[Recorded data]

+ + +

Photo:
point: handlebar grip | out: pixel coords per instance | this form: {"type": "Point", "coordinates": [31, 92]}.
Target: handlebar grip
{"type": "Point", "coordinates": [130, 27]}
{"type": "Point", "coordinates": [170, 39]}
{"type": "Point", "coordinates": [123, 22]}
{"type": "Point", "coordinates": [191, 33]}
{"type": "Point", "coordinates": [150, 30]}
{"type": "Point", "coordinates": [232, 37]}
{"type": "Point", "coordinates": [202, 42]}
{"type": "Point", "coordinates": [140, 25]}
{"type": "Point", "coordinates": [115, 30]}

+ + +

● What this task involves
Turn every row above into a numbered list, leaving out any blank lines.

● Written answer
1. Photo:
2. point: handlebar grip | out: pixel coords per instance | this form: {"type": "Point", "coordinates": [31, 92]}.
3. Target: handlebar grip
4. {"type": "Point", "coordinates": [130, 27]}
5. {"type": "Point", "coordinates": [170, 39]}
6. {"type": "Point", "coordinates": [123, 22]}
7. {"type": "Point", "coordinates": [191, 33]}
8. {"type": "Point", "coordinates": [150, 30]}
9. {"type": "Point", "coordinates": [232, 37]}
10. {"type": "Point", "coordinates": [202, 42]}
11. {"type": "Point", "coordinates": [140, 25]}
12. {"type": "Point", "coordinates": [115, 30]}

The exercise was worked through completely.